SET EXERCISE — Pull out every line in the rows below that contains the word "branch", and copy each one unchanged.

Object pointing dataset rows:
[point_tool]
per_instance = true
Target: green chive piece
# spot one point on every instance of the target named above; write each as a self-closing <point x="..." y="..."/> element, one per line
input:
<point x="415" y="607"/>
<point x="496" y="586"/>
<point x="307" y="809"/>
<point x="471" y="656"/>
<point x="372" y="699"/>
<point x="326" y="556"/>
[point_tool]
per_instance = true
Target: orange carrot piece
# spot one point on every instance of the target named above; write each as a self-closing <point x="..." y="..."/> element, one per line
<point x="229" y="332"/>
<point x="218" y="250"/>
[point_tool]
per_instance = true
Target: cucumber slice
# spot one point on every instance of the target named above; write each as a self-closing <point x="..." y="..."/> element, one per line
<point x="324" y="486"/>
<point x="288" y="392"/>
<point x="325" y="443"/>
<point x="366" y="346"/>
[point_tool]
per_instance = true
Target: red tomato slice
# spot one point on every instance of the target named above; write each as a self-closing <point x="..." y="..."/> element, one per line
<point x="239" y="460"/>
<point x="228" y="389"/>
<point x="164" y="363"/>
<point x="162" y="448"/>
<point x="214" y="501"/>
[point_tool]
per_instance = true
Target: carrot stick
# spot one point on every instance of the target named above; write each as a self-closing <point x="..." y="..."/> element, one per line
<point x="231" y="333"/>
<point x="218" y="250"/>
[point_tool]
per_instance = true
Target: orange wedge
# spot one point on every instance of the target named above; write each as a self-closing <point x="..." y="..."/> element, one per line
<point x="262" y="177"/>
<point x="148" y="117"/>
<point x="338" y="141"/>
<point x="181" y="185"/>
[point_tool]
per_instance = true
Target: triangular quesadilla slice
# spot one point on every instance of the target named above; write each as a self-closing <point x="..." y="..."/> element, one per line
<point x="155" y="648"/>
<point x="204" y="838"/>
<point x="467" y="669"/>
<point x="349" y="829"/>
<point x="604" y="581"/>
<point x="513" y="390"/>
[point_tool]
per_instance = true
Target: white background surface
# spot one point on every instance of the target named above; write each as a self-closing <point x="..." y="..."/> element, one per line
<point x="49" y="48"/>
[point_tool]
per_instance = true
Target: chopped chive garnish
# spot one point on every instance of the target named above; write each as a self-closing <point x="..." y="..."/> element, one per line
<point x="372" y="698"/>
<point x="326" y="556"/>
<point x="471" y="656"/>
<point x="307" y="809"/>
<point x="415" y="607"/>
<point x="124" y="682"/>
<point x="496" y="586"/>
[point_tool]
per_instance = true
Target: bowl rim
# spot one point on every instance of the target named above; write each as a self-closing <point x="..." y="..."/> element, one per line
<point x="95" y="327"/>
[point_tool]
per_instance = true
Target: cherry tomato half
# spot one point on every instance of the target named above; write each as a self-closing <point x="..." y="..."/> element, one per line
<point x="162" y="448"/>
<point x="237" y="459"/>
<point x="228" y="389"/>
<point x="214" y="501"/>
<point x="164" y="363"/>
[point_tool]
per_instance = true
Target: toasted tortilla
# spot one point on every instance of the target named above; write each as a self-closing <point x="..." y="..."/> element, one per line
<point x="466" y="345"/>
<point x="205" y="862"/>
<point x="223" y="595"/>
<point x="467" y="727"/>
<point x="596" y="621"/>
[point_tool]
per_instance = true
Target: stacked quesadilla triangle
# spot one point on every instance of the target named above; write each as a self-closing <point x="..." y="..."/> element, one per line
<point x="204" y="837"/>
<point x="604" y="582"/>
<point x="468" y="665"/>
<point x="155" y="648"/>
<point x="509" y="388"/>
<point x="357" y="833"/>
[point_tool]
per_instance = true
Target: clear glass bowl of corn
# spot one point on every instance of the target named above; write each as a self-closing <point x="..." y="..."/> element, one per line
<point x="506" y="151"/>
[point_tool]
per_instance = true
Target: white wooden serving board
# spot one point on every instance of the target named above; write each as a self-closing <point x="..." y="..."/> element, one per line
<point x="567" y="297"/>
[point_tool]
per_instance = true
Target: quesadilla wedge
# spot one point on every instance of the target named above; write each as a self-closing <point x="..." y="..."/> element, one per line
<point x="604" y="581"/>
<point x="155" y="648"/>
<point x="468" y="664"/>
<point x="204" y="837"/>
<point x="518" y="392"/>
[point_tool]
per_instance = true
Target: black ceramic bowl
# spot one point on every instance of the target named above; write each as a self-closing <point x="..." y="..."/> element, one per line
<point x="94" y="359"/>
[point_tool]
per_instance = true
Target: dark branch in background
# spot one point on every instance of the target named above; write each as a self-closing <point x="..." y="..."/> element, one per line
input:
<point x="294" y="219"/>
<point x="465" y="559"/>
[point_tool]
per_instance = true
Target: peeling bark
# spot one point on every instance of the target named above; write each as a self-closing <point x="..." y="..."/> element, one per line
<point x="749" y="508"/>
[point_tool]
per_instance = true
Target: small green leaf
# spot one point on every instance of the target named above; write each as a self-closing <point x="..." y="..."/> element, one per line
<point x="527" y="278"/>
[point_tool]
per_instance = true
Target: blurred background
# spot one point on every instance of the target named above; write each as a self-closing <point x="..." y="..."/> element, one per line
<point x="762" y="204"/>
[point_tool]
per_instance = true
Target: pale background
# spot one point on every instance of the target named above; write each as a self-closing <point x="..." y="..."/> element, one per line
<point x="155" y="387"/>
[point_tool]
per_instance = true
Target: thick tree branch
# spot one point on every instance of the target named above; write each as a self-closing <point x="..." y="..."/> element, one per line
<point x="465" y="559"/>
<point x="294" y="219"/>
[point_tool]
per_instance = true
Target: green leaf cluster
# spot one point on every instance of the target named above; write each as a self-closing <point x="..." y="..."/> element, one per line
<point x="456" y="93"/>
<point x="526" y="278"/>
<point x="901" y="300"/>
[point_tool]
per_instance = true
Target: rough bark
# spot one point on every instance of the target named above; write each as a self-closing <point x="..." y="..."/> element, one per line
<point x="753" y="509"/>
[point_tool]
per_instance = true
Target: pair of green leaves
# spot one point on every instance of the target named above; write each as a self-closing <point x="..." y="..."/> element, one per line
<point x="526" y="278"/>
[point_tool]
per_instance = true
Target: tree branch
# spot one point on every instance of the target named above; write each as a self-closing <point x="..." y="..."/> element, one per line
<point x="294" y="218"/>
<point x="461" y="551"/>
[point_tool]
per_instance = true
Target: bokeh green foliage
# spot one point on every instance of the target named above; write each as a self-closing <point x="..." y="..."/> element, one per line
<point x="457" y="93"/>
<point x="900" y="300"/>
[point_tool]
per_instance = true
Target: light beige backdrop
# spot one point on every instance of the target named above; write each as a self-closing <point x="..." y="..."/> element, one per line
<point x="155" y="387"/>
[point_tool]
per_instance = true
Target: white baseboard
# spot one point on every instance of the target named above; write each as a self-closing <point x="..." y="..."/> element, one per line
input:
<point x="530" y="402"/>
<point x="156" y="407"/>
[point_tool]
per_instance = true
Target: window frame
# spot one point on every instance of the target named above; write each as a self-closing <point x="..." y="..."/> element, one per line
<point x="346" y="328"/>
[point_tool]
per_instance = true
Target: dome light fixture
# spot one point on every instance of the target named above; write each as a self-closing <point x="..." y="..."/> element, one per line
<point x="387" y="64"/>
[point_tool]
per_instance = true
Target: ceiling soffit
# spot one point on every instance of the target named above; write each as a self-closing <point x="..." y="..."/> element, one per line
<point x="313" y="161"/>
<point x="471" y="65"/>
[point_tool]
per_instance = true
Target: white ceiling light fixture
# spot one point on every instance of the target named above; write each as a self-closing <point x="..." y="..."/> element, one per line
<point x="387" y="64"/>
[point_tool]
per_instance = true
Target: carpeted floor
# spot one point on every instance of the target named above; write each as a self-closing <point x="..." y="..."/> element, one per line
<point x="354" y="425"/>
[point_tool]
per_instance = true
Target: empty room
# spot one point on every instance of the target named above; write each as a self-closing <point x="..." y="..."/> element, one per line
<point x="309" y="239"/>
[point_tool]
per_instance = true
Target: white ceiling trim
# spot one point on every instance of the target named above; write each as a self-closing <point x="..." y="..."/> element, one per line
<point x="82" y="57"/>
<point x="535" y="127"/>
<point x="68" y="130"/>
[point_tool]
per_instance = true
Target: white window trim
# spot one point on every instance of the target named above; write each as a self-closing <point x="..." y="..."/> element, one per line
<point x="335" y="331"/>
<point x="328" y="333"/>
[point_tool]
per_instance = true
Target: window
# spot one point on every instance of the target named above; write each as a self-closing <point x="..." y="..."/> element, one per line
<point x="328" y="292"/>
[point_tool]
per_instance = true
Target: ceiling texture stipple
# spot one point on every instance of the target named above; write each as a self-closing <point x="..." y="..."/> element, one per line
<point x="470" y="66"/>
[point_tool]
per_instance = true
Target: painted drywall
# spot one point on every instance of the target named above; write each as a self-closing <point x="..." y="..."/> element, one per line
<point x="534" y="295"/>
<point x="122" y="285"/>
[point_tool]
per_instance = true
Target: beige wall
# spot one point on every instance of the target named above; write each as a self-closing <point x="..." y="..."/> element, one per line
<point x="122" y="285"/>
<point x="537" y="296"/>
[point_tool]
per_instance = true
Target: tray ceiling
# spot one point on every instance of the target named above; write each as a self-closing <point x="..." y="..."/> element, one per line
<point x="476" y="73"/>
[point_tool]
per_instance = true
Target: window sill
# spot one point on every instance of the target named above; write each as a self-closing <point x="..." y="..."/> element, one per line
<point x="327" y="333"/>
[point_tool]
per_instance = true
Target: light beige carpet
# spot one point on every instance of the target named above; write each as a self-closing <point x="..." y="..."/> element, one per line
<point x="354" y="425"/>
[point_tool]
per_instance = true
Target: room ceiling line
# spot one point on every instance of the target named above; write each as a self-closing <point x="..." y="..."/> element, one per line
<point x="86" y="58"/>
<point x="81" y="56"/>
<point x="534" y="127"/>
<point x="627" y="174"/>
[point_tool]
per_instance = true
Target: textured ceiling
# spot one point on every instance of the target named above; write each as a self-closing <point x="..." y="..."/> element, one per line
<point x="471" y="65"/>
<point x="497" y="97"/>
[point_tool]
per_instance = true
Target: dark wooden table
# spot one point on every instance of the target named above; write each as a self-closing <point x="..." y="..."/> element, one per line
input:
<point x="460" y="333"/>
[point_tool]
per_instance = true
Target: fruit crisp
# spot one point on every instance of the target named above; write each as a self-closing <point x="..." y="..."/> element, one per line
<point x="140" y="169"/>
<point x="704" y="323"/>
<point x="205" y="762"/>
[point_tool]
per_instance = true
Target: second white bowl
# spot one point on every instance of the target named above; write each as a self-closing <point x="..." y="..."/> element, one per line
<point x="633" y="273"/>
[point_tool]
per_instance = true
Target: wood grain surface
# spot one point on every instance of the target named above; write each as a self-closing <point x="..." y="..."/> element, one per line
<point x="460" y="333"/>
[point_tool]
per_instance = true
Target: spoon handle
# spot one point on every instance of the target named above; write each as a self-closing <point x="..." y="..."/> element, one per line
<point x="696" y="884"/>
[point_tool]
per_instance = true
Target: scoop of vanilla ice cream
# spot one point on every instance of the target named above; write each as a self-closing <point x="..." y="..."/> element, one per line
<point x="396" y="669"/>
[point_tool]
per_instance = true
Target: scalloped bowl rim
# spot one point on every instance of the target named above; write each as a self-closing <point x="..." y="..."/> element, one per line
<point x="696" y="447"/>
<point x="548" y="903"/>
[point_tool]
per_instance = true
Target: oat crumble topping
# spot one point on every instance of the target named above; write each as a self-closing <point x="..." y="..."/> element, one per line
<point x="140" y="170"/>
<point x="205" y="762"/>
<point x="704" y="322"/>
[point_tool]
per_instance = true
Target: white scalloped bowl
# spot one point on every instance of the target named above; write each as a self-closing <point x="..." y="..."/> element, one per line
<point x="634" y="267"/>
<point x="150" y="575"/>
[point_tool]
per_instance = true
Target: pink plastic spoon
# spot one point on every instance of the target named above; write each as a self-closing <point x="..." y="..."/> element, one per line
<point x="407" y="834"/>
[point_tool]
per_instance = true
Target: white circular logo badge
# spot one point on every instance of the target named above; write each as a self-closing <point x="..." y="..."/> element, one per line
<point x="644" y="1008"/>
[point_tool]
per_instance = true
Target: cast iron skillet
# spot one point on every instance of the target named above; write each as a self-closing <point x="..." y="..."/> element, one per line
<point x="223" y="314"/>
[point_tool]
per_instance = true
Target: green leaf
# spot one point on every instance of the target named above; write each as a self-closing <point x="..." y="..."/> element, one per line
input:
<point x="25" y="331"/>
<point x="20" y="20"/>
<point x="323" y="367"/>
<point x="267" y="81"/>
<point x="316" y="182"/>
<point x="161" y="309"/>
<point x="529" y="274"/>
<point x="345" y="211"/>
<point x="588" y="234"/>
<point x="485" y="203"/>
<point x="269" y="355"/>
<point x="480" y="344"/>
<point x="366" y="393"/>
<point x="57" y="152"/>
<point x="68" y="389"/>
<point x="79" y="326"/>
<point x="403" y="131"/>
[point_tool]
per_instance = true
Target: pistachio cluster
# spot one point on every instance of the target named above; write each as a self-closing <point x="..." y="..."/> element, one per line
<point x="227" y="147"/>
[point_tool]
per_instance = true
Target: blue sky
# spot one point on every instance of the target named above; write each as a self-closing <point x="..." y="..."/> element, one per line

THE OUTPUT —
Target: dark branch in background
Target: thick tree branch
Target: tree branch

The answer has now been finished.